▶ **Text for analysis**

»»

Hardy Hanson, 1934-2012

We are saddened to report the death of another artist from the Tyler collection.  Hardy Hanson passed away in Santa Cruz, California, on January 26.

Hanson worked with Ken Tyler at Gemini GEL in 1965 to produce four print editions: Vault for the deposit of justice, The prophet of justice, Peculiar evolution, Crusadist and Holy One. Throughout his life Hanson maintained his art practice in print and in painting. He taught visual art to many generations of students at several universities in the United States and was Professor Emeritus in art at the University of California’s Santa Cruz campus.

We extend our sympathies to Hanson’s family and friends.

Richard Serra at Gemini GEL

An artist renowned for monumental sculpture in industrial materials seems an unlikely inclusion in a print collection; however Richard Serra is just that. Serra rose to fame with his Splashing works of the late 60s, which he created by flinging molten lead against the seam between a wall and the ground.  His 1968 work Prop – a version of which the NGA’s International Painting and Sculpture holds in its collection – consists of a large lead sheet literally propped up by a lead pipe.

 Serra came to work with Ken Tyler at the Gemini GEL workshop in 1972 and created a group of lithographs in stark black and white. The freedom of the Gemini GEL workshop suited Serra and the prints he created there on that first visit are characteristic of his early sculpture. The lithographs capture a sense of movement and vitality similar to the spontaneity of the Splashing works. Their geometric subject matter prefigures Serra’s later sculpture in which huge cylinders, cones, cubes and other shapes explore balance and volume on a massive scale.

Due to their size, Serra’s lithographs from this period have proved a challenge for NGA curators to show: they are difficult to move around and as such hard to inspect; they do not fit into standard size frames; and while they are most effectively exhibited as a group, finding a wall big enough to display them is not easy.

Over the last few months, the NGA’s International Prints and Drawings department has worked closely with the Paper Conservation and Mount-cutting and Framing teams to find a way and a place to show these important works. Custom designed frames have been created specifically for each print and four of these works will be exhibited in a rehang of the international galleries next month.

  

             

The above four works will be exhibited in the NGA’s international galleries this November. See what else is changing in ‘What’s up?’ in the current issue of artonline: http://nga.gov.au/artonline/152/

The quintessence of art collaboration: Richard Hamilton at Tyler Graphics Ltd.

         

British Pop artist Richard Hamilton died earlier this month, aged eighty-nine. In a career that spanned many decades Hamilton developed his irreverent style in a range of media. He worked with Ken Tyler at Tyler Graphics Ltd. on a series of prints in 1976. To commemorate the life of this legendary artist we asked Ken to reflect on the time he spent working with Richard. His comments are below:

“The quintessence of art collaboration was working with Richard Hamilton.

Richard arrived at my workshop in 1976 with a clear strategy on how he intended to master the art of painterly washes and soft crayon tones in lithography for his “Flower Piece” series – subject matter he had just previously completed as collotypes in Germany. 

Richard drew beautifully, something which added to his virtuoso graphic touch.  He was methodological, lyrical, and inventive.  Interested in every facet of the printmaking process, from grinding the stones to processing, proofing, and editioning, he observed and expanded upon all the subtleties of the medium.

The four prints I made with this gentle, witty, and talented artist, will always remain in my personal Mount Parnassus of memories.”

««

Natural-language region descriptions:
»»

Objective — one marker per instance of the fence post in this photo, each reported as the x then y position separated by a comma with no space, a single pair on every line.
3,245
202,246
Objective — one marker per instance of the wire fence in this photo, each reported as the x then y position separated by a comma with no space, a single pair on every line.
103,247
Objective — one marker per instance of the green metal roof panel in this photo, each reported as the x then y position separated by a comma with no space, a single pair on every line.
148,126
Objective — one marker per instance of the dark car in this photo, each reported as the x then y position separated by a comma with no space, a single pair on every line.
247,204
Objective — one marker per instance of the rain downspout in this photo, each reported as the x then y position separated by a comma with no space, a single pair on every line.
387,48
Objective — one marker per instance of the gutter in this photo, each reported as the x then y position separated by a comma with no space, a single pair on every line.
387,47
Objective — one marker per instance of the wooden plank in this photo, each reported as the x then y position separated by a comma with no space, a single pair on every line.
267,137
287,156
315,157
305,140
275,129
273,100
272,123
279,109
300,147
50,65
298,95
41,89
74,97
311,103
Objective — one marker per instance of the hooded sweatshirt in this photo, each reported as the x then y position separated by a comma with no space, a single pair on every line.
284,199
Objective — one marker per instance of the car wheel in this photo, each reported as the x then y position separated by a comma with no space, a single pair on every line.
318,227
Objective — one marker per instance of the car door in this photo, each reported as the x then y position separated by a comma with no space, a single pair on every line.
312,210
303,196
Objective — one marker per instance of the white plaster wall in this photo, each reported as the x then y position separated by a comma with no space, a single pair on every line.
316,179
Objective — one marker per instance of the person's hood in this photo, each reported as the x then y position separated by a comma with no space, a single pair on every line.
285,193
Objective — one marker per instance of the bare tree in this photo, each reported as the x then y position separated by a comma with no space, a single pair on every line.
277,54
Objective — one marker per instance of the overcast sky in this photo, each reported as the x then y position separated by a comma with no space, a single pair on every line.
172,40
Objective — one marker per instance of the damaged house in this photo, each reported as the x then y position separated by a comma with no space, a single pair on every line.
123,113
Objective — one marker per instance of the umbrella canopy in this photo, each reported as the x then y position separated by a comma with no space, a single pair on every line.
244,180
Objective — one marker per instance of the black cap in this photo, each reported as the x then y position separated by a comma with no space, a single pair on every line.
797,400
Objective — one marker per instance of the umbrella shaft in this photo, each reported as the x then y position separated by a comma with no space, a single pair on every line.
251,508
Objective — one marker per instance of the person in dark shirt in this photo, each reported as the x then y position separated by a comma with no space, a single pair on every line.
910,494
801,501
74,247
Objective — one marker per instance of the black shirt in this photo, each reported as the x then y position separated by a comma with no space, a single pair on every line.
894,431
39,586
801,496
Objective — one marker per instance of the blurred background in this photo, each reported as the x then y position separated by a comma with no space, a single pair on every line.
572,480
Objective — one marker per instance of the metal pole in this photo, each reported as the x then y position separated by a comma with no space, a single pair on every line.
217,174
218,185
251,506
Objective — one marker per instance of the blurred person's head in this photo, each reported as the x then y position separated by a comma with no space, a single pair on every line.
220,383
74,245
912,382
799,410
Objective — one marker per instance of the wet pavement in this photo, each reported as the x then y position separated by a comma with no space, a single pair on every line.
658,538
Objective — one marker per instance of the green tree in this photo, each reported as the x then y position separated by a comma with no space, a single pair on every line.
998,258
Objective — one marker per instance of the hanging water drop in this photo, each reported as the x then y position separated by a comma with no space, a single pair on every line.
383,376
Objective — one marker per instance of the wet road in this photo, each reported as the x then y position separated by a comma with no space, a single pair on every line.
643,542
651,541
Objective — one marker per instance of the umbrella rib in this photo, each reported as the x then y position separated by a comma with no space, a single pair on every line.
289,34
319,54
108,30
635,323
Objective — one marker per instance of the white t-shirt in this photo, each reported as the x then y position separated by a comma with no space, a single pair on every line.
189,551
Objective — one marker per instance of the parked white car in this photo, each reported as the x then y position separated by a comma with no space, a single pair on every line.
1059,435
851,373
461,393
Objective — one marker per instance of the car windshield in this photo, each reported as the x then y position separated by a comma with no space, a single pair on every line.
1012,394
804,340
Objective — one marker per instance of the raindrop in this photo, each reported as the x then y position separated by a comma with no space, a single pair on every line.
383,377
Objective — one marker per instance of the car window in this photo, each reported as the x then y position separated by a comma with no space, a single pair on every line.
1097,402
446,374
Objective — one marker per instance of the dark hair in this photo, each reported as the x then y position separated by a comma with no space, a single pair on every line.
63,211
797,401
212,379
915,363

««

▶ **Description of the task**
Copy out word for word the stretch of the text on artists from the Tyler collection from "Hardy Hanson, 1934-2012" through "family and friends.".

▶ **Your response**
Hardy Hanson, 1934-2012

We are saddened to report the death of another artist from the Tyler collection.  Hardy Hanson passed away in Santa Cruz, California, on January 26.

Hanson worked with Ken Tyler at Gemini GEL in 1965 to produce four print editions: Vault for the deposit of justice, The prophet of justice, Peculiar evolution, Crusadist and Holy One. Throughout his life Hanson maintained his art practice in print and in painting. He taught visual art to many generations of students at several universities in the United States and was Professor Emeritus in art at the University of California’s Santa Cruz campus.

We extend our sympathies to Hanson’s family and friends.